**TEXTE ÉTUDIÉ:**
"""

Le jeûne de trois jours qu'ont décrété les leaders religieux en Haïti pour souligner le deuil national a pris fin hier. Mais il a eu de lourdes conséquences sur la santé de plusieurs habitants.

Micheline Joseph Janvier, 40 ans, souffre de tuberculose. La semaine dernière, elle semblait prendre du mieux, a expliqué sa voisine, Mybeline, installée comme elle dans un abri de fortune de la place Saint-Pierre, à Port-au-Prince, transformée en camp de rescapés.

Mais de vendredi à dimanche, Mme Janvier n'a rien avalé sauf de l'eau et un peu de pain. Ses voisins ont remarqué une détérioration de son état.

«J'avais la tête qui tournait. Je ne pouvais pas me lever», a raconté Mme Janvier, qui ne doit peser guère plus de 40 kg. Hier, jour qui marquait la fin du jeûne, elle n'avait encore rien mangé, incapable de trouver de la nourriture. Elle a tout de même réussi à se lever.

"""

**LES DONNÉES:**
"""

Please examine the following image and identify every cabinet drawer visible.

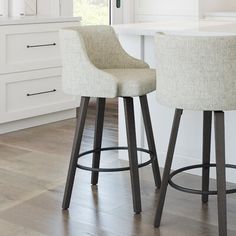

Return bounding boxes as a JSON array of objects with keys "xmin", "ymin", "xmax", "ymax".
[
  {"xmin": 6, "ymin": 76, "xmax": 72, "ymax": 112},
  {"xmin": 0, "ymin": 22, "xmax": 79, "ymax": 75},
  {"xmin": 6, "ymin": 31, "xmax": 60, "ymax": 64}
]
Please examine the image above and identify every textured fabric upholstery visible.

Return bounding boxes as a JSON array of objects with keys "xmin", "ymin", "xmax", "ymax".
[
  {"xmin": 60, "ymin": 26, "xmax": 155, "ymax": 98},
  {"xmin": 155, "ymin": 33, "xmax": 236, "ymax": 110}
]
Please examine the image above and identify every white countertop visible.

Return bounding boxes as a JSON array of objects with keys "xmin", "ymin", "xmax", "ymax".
[
  {"xmin": 114, "ymin": 19, "xmax": 236, "ymax": 36},
  {"xmin": 0, "ymin": 16, "xmax": 81, "ymax": 26}
]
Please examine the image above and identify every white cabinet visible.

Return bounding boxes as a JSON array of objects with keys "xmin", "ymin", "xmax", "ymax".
[{"xmin": 0, "ymin": 19, "xmax": 79, "ymax": 133}]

"""

**CONSIGNES:**
**1)** Dites si chacune des affirmations suivantes concorde avec le texte sur le jeûne en Haïti, en répondant par oui ou par non et en citant mot pour mot les termes du texte qui tranchent. (a) Le jeûne décrété par les leaders religieux a duré trois jours. (b) Micheline Joseph Janvier souffre du diabète. (c) Le jour de la fin du jeûne, Mme Janvier avait déjà mangé.
**2)** Recopiez sans rien changer le passage du texte sur le jeûne en Haïti qui commence par « Le jeûne de » et se termine par « à se lever. ».
Les enregistrements n'interviennent pas dans ce travail.

**LISTE DES RÉPONSES:**
**1)**
(a) Oui : « Le jeûne de trois jours qu'ont décrété les leaders religieux en Haïti ».
(b) Non : « Micheline Joseph Janvier, 40 ans, souffre de tuberculose ».
(c) Non : « Hier, jour qui marquait la fin du jeûne, elle n'avait encore rien mangé ».

**2)**
Le jeûne de trois jours qu'ont décrété les leaders religieux en Haïti pour souligner le deuil national a pris fin hier. Mais il a eu de lourdes conséquences sur la santé de plusieurs habitants.

Micheline Joseph Janvier, 40 ans, souffre de tuberculose. La semaine dernière, elle semblait prendre du mieux, a expliqué sa voisine, Mybeline, installée comme elle dans un abri de fortune de la place Saint-Pierre, à Port-au-Prince, transformée en camp de rescapés.

Mais de vendredi à dimanche, Mme Janvier n'a rien avalé sauf de l'eau et un peu de pain. Ses voisins ont remarqué une détérioration de son état.

«J'avais la tête qui tournait. Je ne pouvais pas me lever», a raconté Mme Janvier, qui ne doit peser guère plus de 40 kg. Hier, jour qui marquait la fin du jeûne, elle n'avait encore rien mangé, incapable de trouver de la nourriture. Elle a tout de même réussi à se lever.